-- About this task --
Restate all of the data below word for word.
----------------------------------------
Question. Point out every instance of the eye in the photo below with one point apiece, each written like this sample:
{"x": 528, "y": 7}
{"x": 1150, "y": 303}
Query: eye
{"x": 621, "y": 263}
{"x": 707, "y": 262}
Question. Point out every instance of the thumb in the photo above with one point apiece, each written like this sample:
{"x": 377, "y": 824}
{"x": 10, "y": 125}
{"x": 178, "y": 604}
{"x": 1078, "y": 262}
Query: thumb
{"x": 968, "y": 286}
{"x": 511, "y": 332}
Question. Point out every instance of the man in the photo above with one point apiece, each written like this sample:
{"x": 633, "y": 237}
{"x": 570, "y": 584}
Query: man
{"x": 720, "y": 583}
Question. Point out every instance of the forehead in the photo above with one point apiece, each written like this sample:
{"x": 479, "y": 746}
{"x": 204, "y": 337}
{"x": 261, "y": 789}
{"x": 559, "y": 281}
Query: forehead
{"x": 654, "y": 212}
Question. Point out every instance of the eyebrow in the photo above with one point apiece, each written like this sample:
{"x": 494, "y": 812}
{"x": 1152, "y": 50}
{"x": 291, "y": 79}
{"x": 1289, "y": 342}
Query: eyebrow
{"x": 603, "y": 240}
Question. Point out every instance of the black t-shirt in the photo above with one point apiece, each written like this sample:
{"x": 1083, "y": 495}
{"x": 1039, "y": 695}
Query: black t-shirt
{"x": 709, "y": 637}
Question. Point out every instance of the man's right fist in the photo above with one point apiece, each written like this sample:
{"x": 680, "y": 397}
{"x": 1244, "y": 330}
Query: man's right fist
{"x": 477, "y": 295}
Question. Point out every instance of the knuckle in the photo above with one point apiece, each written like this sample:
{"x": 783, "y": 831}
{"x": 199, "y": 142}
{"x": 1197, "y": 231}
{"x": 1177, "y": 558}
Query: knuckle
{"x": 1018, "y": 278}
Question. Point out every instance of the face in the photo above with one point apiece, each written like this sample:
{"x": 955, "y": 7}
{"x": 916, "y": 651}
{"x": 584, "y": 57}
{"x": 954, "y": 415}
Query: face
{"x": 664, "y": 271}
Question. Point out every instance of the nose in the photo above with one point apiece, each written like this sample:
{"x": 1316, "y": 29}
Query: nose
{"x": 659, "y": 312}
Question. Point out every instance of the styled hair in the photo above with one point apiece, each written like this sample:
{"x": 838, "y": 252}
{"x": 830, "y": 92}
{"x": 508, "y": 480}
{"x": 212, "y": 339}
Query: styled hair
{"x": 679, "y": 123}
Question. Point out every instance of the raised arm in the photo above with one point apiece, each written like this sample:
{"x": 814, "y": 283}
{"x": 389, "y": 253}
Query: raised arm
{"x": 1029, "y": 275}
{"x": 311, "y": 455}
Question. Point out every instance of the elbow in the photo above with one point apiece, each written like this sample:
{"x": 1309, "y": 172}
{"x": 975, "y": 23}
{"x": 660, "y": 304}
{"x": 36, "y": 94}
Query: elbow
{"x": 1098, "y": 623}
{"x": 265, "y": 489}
----------------------------------------
-- Solution --
Question. Point out every instance of the eye in the photo below with one point apiece, each written like this sample:
{"x": 528, "y": 7}
{"x": 1150, "y": 303}
Query: eye
{"x": 621, "y": 263}
{"x": 707, "y": 262}
Question. Point out every instance of the thumb in the photo above with one point apiece, each written like this sample:
{"x": 377, "y": 824}
{"x": 10, "y": 125}
{"x": 178, "y": 604}
{"x": 1078, "y": 262}
Query: thumb
{"x": 968, "y": 286}
{"x": 511, "y": 332}
Question. Point out every instance of the man in the photo above with one point apiece, each written like this sample:
{"x": 633, "y": 237}
{"x": 570, "y": 584}
Query: man
{"x": 720, "y": 583}
Question. Point out every instance of the forehead in the photo above with one point apiece, each written like this sample:
{"x": 479, "y": 746}
{"x": 204, "y": 337}
{"x": 261, "y": 789}
{"x": 559, "y": 281}
Query: forehead
{"x": 654, "y": 212}
Question. Point out every instance of the eyebrow in the photo above with one point apiece, each written like this sample:
{"x": 494, "y": 812}
{"x": 1152, "y": 50}
{"x": 291, "y": 79}
{"x": 1289, "y": 342}
Query: eyebrow
{"x": 603, "y": 240}
Question. Point out every instance of the black t-shirt in the photo above with one point apiece, each written like this sample:
{"x": 1083, "y": 495}
{"x": 1039, "y": 695}
Query: black t-shirt
{"x": 709, "y": 637}
Question. Point out every instance of the man's right fist in the photo above with one point apiece, each written like this sample:
{"x": 680, "y": 397}
{"x": 1244, "y": 330}
Query: man's right fist
{"x": 477, "y": 295}
Question. Point out every instance of the knuckle in the photo above with one point apiece, each written like this sample:
{"x": 783, "y": 831}
{"x": 199, "y": 142}
{"x": 1197, "y": 231}
{"x": 1177, "y": 558}
Query: knuckle
{"x": 1018, "y": 278}
Question. Point out every instance of the face in the photo above with one point apiece, each written like this sample:
{"x": 955, "y": 7}
{"x": 916, "y": 651}
{"x": 584, "y": 57}
{"x": 954, "y": 415}
Query: face
{"x": 664, "y": 271}
Question. Point out every instance of the nose in the photo above with one point apiece, each written like this sample:
{"x": 1316, "y": 29}
Query: nose
{"x": 659, "y": 312}
Question. Point out every instance of the styled hair in the photo above with one point apiece, each written like this sample:
{"x": 838, "y": 252}
{"x": 830, "y": 92}
{"x": 508, "y": 480}
{"x": 212, "y": 339}
Query: styled hair
{"x": 679, "y": 123}
Question. Point out every instance of the raised arm in the photo above with one point apiece, each written like this sample:
{"x": 814, "y": 283}
{"x": 389, "y": 253}
Query: raised arm
{"x": 1029, "y": 275}
{"x": 311, "y": 455}
Question. Point out every instance of the elbow in the photo above with one point apiece, each written like this sample:
{"x": 1309, "y": 172}
{"x": 975, "y": 23}
{"x": 660, "y": 304}
{"x": 36, "y": 94}
Query: elbow
{"x": 1098, "y": 623}
{"x": 265, "y": 489}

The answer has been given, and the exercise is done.